= WHAT YOU NEED TO DO =
Print every line of the entries below without changing a character, and leave the pictures out.

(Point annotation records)
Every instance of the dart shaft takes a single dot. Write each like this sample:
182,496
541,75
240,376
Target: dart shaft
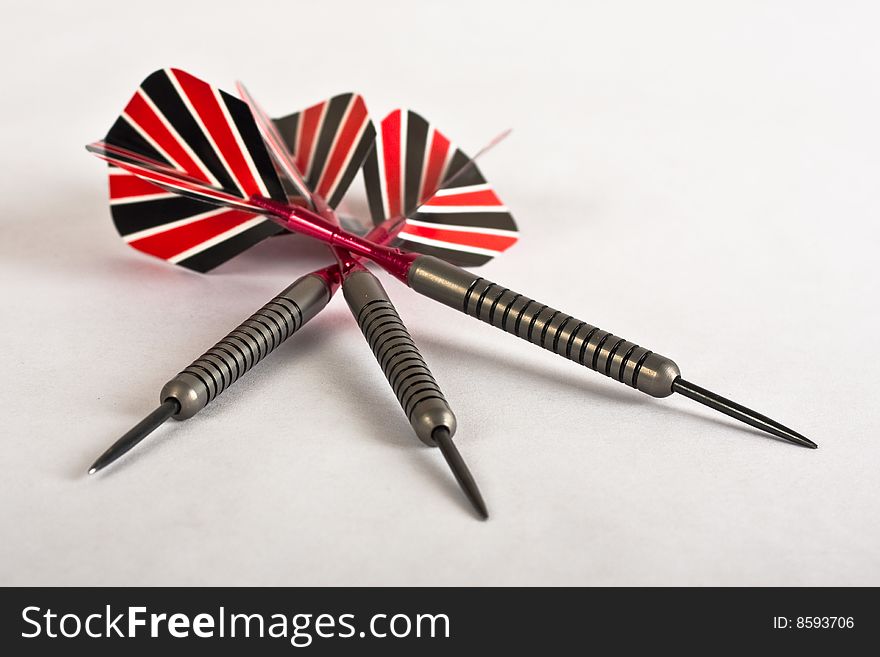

= SOLUTION TO THE PROBLEM =
Every instance of the dart shaft takes a single dot. Write each like this sample:
182,496
541,75
240,376
Target: dart shaft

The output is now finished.